▸ **EXERCISE PASSAGE**
*** Block opens ***

To The Manager, Corporate Filings Department BSE Limited, Phiroze Jeejeebhoy Towers, Dalal Street, Mumbai- 400001

The Manager Listing Compliance Department National Stock Exchange of India Ltd. Exchange Plaza, Plot no. C/1, G Block, Bandra-Kurla Complex, Bandra (E), Mumbai - 400 051.

Security Code: 532815

Symbol: SMSPHARMA

Dear Sir/Madam,

Subject: Credit Rating Disclosure under Regulation 30 of SEBI (Listing Obligations and Disclosure Requirements) Regulations, 2015.

Pursuant to Regulation 30 read with Schedule III of SEBI (Listing Obligations and Disclosure Requirements) Regulations, 2015, please find the enclosed letter dated 03[rd] October, 2022 of CARE Ratings Limited for Credit Rating assigned to the bank facilities of the Company.

Kindly take it on record.

Thanking you

For SMS Pharmaceuticals Limited

Thirumalesh Digitally signed by Thirumalesh Tumma Tumma Date: 2022.10.04 16:50:59 +05'30' Thirumalesh Tumma Company Secretary

Press Release

SMS Pharmaceuticals Limited

October 03,2022

Ratings

Facilities/Instruments Amount (₹ crore) Rating1 Rating Action
Long Term Bank Facilities 253.80 CARE A; Negative
(Single A; Outlook:
Negative)
Reaffirmed; Outlook revised
from Stable
Short Term Bank
Facilities
50.83 CARE A2+
(A Two Plus)

*** Block closes ***

▸ **INPUT DATA**
*** Block opens ***

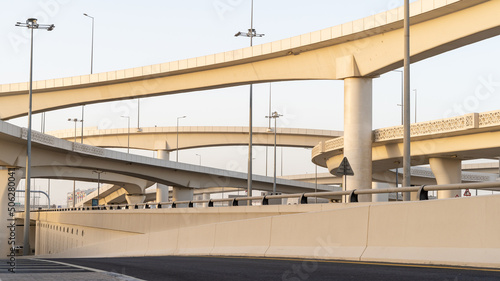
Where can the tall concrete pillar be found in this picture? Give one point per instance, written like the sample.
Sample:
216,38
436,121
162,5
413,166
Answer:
358,133
182,194
161,189
7,180
206,196
380,197
447,171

*** Block closes ***

▸ **EXERCISE OBJECTIVE**
Copy out the whole credit rating disclosure, keeping every word, number, and line break as it appears.

▸ **TASK RESULT**
To The Manager, Corporate Filings Department BSE Limited, Phiroze Jeejeebhoy Towers, Dalal Street, Mumbai- 400001

The Manager Listing Compliance Department National Stock Exchange of India Ltd. Exchange Plaza, Plot no. C/1, G Block, Bandra-Kurla Complex, Bandra (E), Mumbai - 400 051.

Security Code: 532815

Symbol: SMSPHARMA

Dear Sir/Madam,

Subject: Credit Rating Disclosure under Regulation 30 of SEBI (Listing Obligations and Disclosure Requirements) Regulations, 2015.

Pursuant to Regulation 30 read with Schedule III of SEBI (Listing Obligations and Disclosure Requirements) Regulations, 2015, please find the enclosed letter dated 03[rd] October, 2022 of CARE Ratings Limited for Credit Rating assigned to the bank facilities of the Company.

Kindly take it on record.

Thanking you

For SMS Pharmaceuticals Limited

Thirumalesh Digitally signed by Thirumalesh Tumma Tumma Date: 2022.10.04 16:50:59 +05'30' Thirumalesh Tumma Company Secretary

Press Release

SMS Pharmaceuticals Limited

October 03,2022

Ratings

Facilities/Instruments Amount (₹ crore) Rating1 Rating Action
Long Term Bank Facilities 253.80 CARE A; Negative
(Single A; Outlook:
Negative)
Reaffirmed; Outlook revised
from Stable
Short Term Bank
Facilities
50.83 CARE A2+
(A Two Plus)